**Job**
Turn the lines from the one containing "In this exercise you will indicate the large" through the end of the records into a Markdown table with the columns Row and Line, leaving out any blank lines. Include only those lines.

**Stored records**
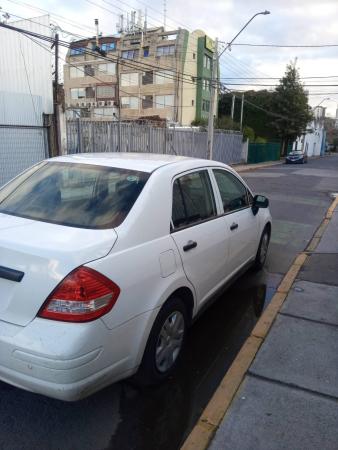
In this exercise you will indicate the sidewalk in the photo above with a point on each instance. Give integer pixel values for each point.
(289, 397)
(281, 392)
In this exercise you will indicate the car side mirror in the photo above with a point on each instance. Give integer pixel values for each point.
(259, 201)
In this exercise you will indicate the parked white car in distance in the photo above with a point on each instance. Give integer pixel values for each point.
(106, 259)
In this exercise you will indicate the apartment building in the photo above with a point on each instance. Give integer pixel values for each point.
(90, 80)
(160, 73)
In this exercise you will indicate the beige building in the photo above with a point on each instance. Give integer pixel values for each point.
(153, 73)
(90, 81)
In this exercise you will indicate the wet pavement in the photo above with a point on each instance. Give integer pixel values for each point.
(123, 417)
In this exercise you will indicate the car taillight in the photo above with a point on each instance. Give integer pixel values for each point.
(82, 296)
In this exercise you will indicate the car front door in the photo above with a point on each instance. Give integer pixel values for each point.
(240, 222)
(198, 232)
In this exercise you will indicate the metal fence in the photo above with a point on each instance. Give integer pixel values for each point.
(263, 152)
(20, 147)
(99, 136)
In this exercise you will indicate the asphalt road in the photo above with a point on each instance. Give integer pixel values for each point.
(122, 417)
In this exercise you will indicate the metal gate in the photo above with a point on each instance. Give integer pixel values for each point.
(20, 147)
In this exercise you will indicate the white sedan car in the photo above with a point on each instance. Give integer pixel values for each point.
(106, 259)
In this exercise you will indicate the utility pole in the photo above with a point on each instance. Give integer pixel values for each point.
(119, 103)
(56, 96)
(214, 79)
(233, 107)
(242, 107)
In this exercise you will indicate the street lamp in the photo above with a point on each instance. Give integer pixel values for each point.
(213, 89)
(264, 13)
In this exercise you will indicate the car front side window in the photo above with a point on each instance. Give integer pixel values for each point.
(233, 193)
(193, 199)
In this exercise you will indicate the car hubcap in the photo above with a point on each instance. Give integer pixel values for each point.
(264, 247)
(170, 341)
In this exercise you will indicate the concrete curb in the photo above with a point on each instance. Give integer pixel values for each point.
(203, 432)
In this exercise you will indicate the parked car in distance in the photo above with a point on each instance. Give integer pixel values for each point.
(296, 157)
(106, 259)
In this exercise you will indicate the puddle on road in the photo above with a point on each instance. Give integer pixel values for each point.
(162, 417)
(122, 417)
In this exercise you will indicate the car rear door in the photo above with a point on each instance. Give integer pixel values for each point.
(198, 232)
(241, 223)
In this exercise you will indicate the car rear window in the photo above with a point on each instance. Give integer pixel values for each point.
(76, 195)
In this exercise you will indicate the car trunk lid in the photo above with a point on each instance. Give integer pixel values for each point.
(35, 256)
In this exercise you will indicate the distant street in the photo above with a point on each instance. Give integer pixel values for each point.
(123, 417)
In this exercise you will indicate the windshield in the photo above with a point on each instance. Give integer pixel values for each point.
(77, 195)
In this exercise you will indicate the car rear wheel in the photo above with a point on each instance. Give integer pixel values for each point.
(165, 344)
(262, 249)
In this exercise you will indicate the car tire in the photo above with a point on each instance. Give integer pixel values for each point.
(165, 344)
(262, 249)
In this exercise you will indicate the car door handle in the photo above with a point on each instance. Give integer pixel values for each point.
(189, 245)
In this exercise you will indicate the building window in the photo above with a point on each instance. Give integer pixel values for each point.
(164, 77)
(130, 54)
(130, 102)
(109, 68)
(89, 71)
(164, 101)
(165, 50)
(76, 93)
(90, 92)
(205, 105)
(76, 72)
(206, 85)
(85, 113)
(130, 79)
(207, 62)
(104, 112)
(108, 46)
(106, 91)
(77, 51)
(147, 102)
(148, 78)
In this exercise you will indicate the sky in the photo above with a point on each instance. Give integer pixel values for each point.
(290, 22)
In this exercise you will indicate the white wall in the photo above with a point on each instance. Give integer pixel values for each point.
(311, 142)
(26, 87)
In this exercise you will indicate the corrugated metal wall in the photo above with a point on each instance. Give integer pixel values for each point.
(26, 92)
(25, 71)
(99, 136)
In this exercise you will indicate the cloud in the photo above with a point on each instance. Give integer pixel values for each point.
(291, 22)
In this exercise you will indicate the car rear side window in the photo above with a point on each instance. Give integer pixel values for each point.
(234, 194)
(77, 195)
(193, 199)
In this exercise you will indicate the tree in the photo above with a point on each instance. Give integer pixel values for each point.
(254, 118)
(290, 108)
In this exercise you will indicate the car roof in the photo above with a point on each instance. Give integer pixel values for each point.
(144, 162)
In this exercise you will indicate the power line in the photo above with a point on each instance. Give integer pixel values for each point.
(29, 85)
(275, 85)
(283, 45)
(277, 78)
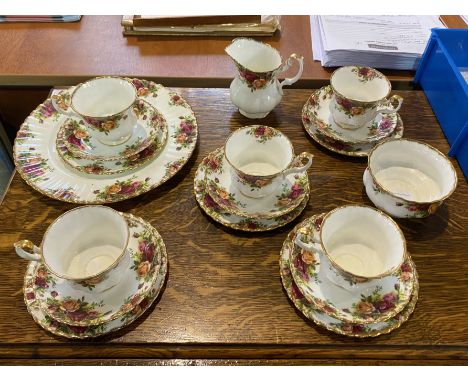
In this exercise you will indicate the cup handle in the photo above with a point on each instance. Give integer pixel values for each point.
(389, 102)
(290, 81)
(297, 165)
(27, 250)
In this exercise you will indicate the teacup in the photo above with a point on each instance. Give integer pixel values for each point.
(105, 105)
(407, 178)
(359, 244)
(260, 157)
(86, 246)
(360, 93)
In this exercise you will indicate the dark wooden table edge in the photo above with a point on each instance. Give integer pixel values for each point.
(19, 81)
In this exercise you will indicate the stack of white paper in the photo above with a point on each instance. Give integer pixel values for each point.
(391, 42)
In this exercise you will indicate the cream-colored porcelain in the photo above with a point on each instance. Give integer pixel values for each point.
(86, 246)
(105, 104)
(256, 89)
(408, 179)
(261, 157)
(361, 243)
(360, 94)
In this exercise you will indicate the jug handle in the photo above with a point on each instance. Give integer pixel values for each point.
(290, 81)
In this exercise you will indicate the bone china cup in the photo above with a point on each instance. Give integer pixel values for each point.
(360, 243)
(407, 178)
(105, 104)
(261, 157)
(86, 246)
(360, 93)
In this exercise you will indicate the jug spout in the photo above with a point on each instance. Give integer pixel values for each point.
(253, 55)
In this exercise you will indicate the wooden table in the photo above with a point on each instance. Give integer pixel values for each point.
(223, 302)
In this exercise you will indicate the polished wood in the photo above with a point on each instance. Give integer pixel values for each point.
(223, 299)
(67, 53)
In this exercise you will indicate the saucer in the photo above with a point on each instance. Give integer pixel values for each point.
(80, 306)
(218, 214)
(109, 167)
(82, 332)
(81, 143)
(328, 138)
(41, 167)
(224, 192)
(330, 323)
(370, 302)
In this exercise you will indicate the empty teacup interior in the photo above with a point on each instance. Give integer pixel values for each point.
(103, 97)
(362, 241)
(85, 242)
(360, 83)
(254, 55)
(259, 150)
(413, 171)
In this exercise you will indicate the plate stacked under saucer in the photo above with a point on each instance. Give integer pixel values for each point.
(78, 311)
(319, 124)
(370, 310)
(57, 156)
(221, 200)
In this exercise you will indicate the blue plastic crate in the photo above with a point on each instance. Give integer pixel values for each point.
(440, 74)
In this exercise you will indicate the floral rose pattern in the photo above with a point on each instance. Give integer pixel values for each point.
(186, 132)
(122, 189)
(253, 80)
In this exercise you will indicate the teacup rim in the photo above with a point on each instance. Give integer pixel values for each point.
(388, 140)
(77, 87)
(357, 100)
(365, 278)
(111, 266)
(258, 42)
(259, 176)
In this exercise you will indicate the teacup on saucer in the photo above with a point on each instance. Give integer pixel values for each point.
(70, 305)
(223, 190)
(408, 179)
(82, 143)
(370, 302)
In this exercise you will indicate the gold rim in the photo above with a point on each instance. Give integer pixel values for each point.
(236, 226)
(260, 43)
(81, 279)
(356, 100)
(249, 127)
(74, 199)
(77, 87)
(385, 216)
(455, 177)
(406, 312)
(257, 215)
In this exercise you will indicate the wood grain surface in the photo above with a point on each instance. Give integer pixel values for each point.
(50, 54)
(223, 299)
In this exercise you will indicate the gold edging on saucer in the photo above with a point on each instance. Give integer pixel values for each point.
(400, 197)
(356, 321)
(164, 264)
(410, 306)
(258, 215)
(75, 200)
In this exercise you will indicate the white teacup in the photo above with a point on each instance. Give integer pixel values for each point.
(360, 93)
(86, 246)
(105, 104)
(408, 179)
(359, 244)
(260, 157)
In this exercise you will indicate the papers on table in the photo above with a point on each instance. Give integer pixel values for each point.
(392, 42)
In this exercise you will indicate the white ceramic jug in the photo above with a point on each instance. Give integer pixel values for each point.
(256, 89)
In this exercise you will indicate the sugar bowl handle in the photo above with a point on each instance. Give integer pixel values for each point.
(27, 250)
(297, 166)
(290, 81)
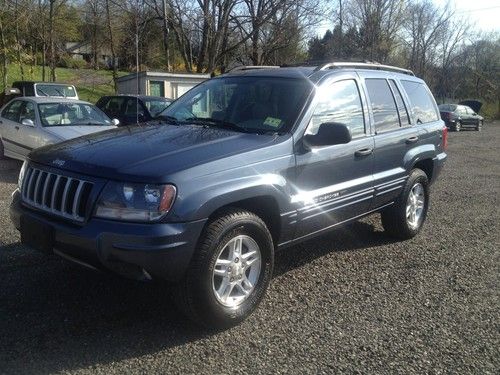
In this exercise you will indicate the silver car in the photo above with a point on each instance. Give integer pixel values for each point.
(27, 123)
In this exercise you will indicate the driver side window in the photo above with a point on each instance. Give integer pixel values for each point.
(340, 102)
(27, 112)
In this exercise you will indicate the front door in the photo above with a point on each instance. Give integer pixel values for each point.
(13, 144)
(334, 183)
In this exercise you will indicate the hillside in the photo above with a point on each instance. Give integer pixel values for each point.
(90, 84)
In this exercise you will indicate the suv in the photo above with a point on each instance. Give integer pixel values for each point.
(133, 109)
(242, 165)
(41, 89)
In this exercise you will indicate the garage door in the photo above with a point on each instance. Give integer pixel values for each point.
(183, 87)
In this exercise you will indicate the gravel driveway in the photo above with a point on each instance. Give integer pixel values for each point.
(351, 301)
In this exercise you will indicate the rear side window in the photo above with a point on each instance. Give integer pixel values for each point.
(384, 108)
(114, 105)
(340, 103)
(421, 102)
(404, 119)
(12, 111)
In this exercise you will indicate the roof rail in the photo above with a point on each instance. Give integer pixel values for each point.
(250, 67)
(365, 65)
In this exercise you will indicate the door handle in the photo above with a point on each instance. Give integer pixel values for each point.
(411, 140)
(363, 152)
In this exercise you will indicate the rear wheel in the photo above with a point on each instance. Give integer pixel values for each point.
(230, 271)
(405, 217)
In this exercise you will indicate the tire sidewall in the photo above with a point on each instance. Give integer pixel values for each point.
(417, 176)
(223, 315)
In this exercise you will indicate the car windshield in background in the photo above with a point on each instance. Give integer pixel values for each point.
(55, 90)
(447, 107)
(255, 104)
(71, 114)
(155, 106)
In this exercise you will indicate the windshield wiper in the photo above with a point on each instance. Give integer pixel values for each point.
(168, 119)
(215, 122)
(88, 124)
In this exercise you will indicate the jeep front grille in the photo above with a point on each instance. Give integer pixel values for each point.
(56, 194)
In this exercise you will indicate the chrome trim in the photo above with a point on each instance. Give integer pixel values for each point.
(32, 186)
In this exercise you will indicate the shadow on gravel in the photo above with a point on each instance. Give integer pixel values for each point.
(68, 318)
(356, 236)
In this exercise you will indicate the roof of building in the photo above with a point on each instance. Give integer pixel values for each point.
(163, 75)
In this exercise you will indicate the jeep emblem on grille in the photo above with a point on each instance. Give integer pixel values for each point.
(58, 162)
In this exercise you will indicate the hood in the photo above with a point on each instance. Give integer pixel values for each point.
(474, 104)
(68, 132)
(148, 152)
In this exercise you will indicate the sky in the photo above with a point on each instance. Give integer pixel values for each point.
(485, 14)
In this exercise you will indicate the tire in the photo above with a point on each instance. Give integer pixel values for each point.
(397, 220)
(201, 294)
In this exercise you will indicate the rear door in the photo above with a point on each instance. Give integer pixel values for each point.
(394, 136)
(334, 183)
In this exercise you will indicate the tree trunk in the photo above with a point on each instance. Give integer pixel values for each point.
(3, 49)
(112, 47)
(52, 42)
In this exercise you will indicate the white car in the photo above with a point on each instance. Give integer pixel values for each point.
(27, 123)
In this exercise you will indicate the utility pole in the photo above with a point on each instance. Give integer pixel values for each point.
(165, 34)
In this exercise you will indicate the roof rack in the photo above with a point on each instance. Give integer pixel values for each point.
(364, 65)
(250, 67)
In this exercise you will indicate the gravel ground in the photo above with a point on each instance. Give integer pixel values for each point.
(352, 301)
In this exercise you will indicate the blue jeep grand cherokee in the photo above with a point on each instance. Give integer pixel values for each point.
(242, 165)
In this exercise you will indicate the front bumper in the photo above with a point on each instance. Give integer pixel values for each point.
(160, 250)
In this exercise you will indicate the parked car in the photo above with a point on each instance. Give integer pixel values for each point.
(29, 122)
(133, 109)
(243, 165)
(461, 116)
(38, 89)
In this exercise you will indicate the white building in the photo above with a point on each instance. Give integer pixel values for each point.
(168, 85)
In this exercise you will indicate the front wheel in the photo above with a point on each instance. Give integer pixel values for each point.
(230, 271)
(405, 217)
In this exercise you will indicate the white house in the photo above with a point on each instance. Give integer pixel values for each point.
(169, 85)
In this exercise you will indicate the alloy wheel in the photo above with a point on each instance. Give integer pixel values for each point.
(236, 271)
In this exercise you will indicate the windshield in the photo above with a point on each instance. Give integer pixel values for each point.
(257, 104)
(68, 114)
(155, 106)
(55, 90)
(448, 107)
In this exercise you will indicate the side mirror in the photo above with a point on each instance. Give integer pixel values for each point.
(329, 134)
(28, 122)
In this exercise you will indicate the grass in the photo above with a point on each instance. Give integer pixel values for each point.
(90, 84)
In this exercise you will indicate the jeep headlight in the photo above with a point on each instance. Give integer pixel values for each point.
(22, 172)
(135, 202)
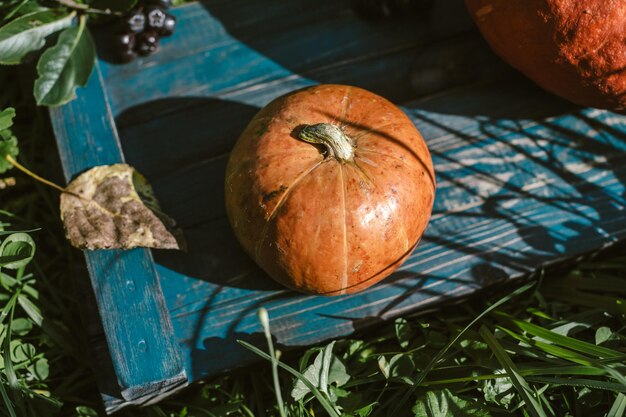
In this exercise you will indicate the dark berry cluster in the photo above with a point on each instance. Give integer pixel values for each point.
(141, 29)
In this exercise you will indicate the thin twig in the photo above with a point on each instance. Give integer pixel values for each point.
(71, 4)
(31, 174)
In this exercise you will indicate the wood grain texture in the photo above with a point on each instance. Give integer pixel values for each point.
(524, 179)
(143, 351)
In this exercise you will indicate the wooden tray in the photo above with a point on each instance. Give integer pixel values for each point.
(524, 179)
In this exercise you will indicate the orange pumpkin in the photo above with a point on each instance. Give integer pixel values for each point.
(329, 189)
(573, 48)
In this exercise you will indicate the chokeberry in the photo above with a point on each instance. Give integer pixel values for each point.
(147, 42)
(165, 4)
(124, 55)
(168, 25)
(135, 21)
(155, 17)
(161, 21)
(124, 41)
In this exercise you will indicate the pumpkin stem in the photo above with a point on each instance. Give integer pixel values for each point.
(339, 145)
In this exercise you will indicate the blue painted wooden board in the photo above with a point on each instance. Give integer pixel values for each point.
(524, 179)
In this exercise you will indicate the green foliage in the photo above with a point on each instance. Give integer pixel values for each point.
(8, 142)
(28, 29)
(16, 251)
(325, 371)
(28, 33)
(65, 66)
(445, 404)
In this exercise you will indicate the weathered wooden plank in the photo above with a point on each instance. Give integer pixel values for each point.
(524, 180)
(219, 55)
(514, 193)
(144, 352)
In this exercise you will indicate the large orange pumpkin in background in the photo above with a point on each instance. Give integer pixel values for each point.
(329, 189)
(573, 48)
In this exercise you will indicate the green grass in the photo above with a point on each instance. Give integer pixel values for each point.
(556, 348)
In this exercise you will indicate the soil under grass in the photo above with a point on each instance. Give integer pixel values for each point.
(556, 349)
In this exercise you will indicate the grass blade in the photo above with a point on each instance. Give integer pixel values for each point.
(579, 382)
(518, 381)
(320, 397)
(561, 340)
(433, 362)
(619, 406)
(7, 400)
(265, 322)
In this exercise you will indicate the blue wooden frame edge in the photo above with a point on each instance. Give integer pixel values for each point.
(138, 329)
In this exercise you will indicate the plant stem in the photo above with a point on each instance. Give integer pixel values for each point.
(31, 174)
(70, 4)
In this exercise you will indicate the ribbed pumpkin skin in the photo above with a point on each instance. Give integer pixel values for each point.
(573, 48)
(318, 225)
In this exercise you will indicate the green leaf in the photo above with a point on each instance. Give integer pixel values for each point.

**Output of the task**
| Row | Line |
|---|---|
| 1 | In this exercise you will indicate the large orange pumpkin in background in the photo above with a point on each instance. Give integer pixel values for each point. |
| 2 | (329, 189) |
| 3 | (573, 48) |
| 4 | In this exercise you will indicate the green grass in the photo above with a point on each instance. Give integer pixel values for each point. |
| 5 | (556, 348) |
| 6 | In this exercise you will indicate the soil under grass in the photo above with a point on each instance. Give integer pixel values for each point. |
| 7 | (556, 349) |
| 8 | In this exercise you will indicate the grass blade in the photo above with a point on each instance. Give integer pixel values for each point. |
| 9 | (579, 382) |
| 10 | (518, 381) |
| 11 | (320, 397) |
| 12 | (561, 340) |
| 13 | (433, 362) |
| 14 | (619, 406) |
| 15 | (7, 400) |
| 16 | (265, 322) |
| 17 | In this exercise you will indicate the blue wooden frame edge in the photo above with a point on each instance. Give integer pixel values for each point. |
| 18 | (138, 329) |
| 19 | In this exercise you will indicate the plant stem in the photo above with a point on each instance. Give integer pixel values for each point. |
| 20 | (31, 174) |
| 21 | (70, 4) |
| 22 | In this exercise you will indicate the ribbed pumpkin skin in the photo above with a point on each instance. Give integer pixel values for each point. |
| 23 | (573, 48) |
| 24 | (318, 225) |
| 25 | In this exercise you will indicate the green leaf in the photo above with a point on each instance. Give integer pixel values for each point. |